Rows from a box labeling dataset -
┌────────

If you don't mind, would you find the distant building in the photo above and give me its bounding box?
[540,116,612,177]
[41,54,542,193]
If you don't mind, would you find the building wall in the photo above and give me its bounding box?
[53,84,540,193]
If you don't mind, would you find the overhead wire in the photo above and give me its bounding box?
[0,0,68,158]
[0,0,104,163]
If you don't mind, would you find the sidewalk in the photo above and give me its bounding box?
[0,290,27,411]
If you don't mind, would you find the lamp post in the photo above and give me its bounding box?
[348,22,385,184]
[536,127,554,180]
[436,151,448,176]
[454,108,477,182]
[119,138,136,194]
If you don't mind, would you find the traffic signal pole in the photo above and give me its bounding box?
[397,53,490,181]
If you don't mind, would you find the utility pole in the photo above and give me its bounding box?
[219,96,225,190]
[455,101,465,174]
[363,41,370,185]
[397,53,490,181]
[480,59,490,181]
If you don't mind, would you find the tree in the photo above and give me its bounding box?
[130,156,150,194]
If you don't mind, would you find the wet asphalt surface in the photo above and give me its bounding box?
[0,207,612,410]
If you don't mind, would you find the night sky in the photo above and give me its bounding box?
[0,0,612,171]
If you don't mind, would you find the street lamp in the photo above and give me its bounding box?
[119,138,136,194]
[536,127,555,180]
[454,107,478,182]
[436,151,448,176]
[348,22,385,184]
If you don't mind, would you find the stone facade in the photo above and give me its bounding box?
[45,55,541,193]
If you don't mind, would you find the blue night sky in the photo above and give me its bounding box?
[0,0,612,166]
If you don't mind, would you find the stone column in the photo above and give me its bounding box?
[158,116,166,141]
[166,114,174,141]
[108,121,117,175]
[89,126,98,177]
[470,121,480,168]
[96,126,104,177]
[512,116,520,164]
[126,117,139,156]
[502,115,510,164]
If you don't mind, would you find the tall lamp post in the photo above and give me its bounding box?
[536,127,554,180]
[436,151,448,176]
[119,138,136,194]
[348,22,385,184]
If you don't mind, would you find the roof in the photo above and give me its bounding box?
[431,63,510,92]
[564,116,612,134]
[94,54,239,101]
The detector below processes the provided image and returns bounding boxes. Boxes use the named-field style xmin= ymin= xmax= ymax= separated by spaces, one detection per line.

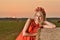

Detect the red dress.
xmin=16 ymin=19 xmax=39 ymax=40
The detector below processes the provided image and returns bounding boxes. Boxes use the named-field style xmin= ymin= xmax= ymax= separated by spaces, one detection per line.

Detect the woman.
xmin=16 ymin=7 xmax=56 ymax=40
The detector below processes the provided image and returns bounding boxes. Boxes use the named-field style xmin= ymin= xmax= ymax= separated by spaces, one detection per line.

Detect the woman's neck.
xmin=34 ymin=19 xmax=39 ymax=24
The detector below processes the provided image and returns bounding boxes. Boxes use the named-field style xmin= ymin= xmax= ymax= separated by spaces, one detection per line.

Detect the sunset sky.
xmin=0 ymin=0 xmax=60 ymax=18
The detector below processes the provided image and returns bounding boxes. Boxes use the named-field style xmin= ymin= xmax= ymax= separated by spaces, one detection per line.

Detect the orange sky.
xmin=0 ymin=0 xmax=60 ymax=18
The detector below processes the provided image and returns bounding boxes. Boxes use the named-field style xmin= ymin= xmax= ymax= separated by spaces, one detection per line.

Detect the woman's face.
xmin=34 ymin=12 xmax=43 ymax=22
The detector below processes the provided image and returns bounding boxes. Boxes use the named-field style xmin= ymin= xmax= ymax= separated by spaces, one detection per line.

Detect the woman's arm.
xmin=43 ymin=21 xmax=56 ymax=28
xmin=23 ymin=19 xmax=36 ymax=36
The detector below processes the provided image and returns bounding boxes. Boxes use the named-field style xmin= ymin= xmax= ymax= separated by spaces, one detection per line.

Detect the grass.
xmin=0 ymin=20 xmax=60 ymax=40
xmin=0 ymin=20 xmax=25 ymax=40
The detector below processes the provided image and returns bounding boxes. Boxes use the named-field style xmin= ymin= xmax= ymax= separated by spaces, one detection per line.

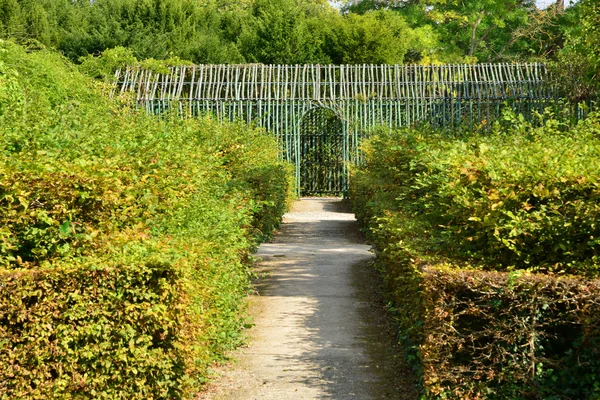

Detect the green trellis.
xmin=115 ymin=63 xmax=555 ymax=194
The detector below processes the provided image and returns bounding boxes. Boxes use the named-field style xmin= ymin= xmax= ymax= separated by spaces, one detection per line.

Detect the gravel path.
xmin=199 ymin=198 xmax=418 ymax=400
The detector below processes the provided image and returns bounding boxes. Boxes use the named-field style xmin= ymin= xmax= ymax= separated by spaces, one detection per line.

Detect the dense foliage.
xmin=352 ymin=113 xmax=600 ymax=399
xmin=0 ymin=41 xmax=290 ymax=399
xmin=0 ymin=0 xmax=600 ymax=64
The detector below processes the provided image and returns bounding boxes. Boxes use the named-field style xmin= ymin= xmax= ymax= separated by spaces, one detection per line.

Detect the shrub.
xmin=351 ymin=114 xmax=600 ymax=399
xmin=0 ymin=42 xmax=292 ymax=399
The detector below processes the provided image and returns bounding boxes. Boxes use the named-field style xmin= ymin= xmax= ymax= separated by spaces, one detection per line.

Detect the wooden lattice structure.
xmin=115 ymin=63 xmax=553 ymax=194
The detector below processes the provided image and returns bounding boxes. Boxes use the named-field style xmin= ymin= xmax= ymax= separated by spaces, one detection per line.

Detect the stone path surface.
xmin=199 ymin=198 xmax=418 ymax=400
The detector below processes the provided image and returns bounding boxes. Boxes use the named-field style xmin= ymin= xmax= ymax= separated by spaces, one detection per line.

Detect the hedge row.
xmin=0 ymin=42 xmax=293 ymax=399
xmin=351 ymin=114 xmax=600 ymax=399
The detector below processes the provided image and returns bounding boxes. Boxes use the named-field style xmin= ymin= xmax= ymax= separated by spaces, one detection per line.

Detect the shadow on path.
xmin=199 ymin=198 xmax=418 ymax=399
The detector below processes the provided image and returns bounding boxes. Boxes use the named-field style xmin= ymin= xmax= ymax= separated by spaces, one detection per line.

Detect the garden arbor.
xmin=115 ymin=64 xmax=552 ymax=195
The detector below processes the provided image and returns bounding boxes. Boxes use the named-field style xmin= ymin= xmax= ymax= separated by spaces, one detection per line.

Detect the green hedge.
xmin=351 ymin=114 xmax=600 ymax=399
xmin=0 ymin=42 xmax=293 ymax=399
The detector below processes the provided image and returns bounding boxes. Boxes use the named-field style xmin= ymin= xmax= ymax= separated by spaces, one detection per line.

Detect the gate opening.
xmin=299 ymin=107 xmax=347 ymax=196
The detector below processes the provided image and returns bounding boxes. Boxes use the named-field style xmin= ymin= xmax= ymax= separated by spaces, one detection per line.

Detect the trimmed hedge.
xmin=0 ymin=41 xmax=293 ymax=399
xmin=351 ymin=114 xmax=600 ymax=399
xmin=421 ymin=268 xmax=600 ymax=399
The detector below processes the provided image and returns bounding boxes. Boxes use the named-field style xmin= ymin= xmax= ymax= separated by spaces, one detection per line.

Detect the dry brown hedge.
xmin=420 ymin=268 xmax=600 ymax=399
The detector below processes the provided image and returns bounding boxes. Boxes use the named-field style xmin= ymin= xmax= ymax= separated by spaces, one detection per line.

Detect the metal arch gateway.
xmin=115 ymin=63 xmax=554 ymax=195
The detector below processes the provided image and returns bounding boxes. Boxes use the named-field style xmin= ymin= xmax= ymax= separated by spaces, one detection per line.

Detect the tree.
xmin=240 ymin=0 xmax=330 ymax=64
xmin=332 ymin=10 xmax=413 ymax=64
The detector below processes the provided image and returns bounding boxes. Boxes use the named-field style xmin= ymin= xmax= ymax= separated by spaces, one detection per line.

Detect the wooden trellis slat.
xmin=112 ymin=63 xmax=576 ymax=196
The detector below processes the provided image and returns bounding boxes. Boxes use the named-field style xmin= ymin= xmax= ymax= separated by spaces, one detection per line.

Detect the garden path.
xmin=199 ymin=198 xmax=418 ymax=400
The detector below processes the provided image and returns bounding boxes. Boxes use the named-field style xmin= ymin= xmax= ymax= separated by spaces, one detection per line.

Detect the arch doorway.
xmin=299 ymin=107 xmax=347 ymax=196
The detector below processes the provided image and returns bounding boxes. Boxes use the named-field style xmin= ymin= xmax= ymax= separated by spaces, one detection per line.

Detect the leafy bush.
xmin=0 ymin=42 xmax=292 ymax=399
xmin=351 ymin=113 xmax=600 ymax=399
xmin=358 ymin=114 xmax=600 ymax=275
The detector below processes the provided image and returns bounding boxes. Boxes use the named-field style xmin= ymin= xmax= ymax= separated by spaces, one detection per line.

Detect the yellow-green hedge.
xmin=0 ymin=41 xmax=293 ymax=399
xmin=351 ymin=114 xmax=600 ymax=399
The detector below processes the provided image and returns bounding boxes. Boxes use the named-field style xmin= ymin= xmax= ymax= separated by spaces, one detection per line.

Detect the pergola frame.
xmin=115 ymin=63 xmax=554 ymax=194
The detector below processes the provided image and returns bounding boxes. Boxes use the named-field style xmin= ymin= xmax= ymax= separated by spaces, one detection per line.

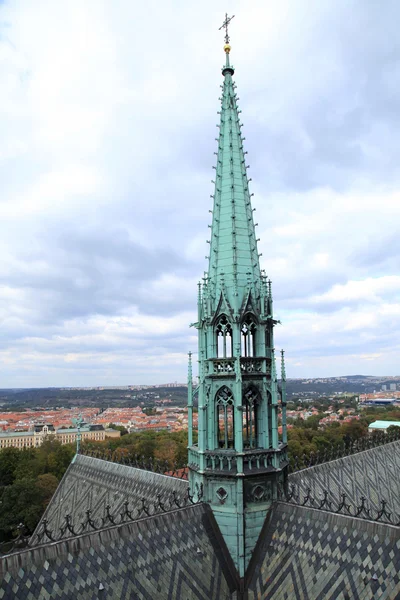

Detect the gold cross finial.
xmin=218 ymin=13 xmax=235 ymax=44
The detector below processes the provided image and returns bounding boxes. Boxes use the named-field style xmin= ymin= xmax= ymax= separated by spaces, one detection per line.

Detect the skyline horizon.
xmin=0 ymin=0 xmax=400 ymax=389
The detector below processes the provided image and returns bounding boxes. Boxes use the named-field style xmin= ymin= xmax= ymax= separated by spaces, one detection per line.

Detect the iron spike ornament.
xmin=218 ymin=13 xmax=235 ymax=45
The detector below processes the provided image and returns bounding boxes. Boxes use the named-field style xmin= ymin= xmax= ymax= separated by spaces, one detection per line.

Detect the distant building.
xmin=360 ymin=398 xmax=398 ymax=408
xmin=368 ymin=421 xmax=400 ymax=433
xmin=0 ymin=425 xmax=108 ymax=450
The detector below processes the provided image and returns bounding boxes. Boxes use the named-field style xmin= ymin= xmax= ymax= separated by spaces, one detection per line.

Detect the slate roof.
xmin=245 ymin=503 xmax=400 ymax=600
xmin=0 ymin=442 xmax=400 ymax=600
xmin=31 ymin=454 xmax=188 ymax=545
xmin=289 ymin=441 xmax=400 ymax=517
xmin=0 ymin=504 xmax=237 ymax=600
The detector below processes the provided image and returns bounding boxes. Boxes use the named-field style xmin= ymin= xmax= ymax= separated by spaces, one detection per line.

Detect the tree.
xmin=0 ymin=448 xmax=21 ymax=486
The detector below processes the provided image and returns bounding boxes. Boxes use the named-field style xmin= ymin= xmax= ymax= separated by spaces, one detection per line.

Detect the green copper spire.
xmin=188 ymin=21 xmax=288 ymax=577
xmin=208 ymin=36 xmax=260 ymax=309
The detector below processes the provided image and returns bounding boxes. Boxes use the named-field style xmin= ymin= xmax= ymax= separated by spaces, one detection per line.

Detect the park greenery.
xmin=0 ymin=407 xmax=400 ymax=542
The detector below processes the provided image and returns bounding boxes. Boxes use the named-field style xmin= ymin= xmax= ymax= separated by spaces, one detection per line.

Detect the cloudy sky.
xmin=0 ymin=0 xmax=400 ymax=387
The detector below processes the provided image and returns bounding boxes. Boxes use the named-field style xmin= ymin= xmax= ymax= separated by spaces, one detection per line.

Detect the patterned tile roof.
xmin=0 ymin=504 xmax=237 ymax=600
xmin=245 ymin=503 xmax=400 ymax=600
xmin=0 ymin=442 xmax=400 ymax=600
xmin=289 ymin=441 xmax=400 ymax=515
xmin=31 ymin=454 xmax=188 ymax=545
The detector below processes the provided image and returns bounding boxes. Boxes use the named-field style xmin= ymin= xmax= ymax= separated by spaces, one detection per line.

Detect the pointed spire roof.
xmin=208 ymin=43 xmax=261 ymax=308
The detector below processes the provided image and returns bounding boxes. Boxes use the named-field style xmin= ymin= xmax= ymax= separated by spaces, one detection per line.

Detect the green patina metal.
xmin=188 ymin=18 xmax=288 ymax=576
xmin=72 ymin=415 xmax=84 ymax=454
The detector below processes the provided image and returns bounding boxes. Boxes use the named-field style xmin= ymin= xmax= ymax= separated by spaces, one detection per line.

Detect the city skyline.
xmin=0 ymin=0 xmax=400 ymax=388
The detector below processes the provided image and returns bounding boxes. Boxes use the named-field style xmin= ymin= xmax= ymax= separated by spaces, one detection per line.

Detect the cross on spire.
xmin=218 ymin=13 xmax=235 ymax=44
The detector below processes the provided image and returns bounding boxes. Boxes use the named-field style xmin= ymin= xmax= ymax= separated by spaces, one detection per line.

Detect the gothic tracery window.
xmin=241 ymin=315 xmax=256 ymax=358
xmin=215 ymin=386 xmax=235 ymax=448
xmin=243 ymin=386 xmax=260 ymax=448
xmin=216 ymin=315 xmax=233 ymax=358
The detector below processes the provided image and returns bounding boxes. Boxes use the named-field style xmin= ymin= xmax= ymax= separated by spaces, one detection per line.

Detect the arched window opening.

└────────

What is required - Copy out the lines above without any change, starting with the line containing "If you don't mind, would you find the sidewalk" and ending with the line containing "[0,0,612,166]", both included.

The output -
If you don't mind, would you find the sidewalk in the photo above and give me its bounding box?
[0,290,27,411]
If you don't mind, would you find the lamp post in the photo above and give me its bounding box?
[348,22,385,184]
[536,127,554,180]
[436,151,448,176]
[454,108,477,182]
[119,138,136,194]
If you don't mind, would you find the traffic signal pole in the photo above and give me its bounding box?
[397,53,490,181]
If you don't mind, would you find the utility pole in the photo above and give me its bounding box?
[219,96,225,190]
[455,101,465,174]
[363,41,370,185]
[397,53,490,181]
[480,59,490,181]
If you don't mind, would you find the tree in the photo above and give me its bounding box?
[130,156,150,194]
If you don't mind, would you find the wet asphalt surface in the photo above and give me its bounding box?
[0,207,612,410]
If you don't mind, would you find the night sky in the photo above and give me its bounding box?
[0,0,612,171]
If you don't mind, would you find the street lamp in the photo above and give me its bounding box?
[119,138,136,194]
[536,127,555,180]
[454,107,478,182]
[436,151,448,176]
[348,22,385,184]
If you don't mind, would you find the stone facade in the photo above and give me its bounding box?
[45,55,541,193]
If you don't mind, would you find the blue night sky in the photo above and give me its bounding box?
[0,0,612,166]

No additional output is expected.